Work required
Find every line in the data below that contains the string "wall". Copy each of those lines.
───── Task inputs
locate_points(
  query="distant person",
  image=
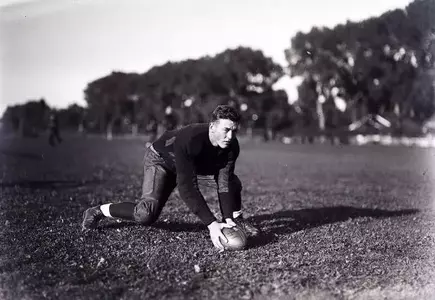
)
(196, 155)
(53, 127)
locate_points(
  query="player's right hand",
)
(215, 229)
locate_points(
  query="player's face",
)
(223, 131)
──────────
───── Task inputs
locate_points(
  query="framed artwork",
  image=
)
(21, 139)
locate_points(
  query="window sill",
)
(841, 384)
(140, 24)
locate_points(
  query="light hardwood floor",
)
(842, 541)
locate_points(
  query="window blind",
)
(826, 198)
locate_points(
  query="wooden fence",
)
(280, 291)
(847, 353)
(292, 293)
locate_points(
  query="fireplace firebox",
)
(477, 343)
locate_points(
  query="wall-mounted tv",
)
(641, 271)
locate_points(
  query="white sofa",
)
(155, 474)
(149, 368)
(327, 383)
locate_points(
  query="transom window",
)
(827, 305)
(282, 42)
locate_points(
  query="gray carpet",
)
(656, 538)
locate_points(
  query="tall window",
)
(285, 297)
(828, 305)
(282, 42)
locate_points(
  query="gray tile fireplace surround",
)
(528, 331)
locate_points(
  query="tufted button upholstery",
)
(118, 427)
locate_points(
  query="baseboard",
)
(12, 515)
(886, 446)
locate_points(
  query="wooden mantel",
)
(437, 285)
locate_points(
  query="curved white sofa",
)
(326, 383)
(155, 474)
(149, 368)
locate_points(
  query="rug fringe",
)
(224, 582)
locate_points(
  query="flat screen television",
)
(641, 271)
──────────
───── Task inputs
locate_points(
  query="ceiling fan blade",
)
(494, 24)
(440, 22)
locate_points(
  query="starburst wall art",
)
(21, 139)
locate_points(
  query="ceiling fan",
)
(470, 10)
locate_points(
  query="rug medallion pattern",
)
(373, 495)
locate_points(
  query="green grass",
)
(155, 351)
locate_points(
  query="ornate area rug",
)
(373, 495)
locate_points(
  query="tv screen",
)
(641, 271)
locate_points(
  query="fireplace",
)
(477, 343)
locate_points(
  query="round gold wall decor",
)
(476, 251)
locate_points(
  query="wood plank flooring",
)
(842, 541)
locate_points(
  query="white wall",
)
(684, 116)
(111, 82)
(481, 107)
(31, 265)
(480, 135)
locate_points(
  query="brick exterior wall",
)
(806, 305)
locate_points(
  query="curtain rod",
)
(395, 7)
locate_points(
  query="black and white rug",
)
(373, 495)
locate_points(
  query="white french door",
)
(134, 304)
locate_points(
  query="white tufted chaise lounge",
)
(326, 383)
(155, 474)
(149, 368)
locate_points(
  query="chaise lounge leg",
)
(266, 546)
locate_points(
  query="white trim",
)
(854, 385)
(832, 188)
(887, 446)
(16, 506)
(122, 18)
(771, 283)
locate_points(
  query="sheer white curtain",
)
──────────
Task response
  query="wall-mounted tv",
  query="starburst wall art",
  query="round gold wall decor",
  query="white wall",
  query="brick exterior wall",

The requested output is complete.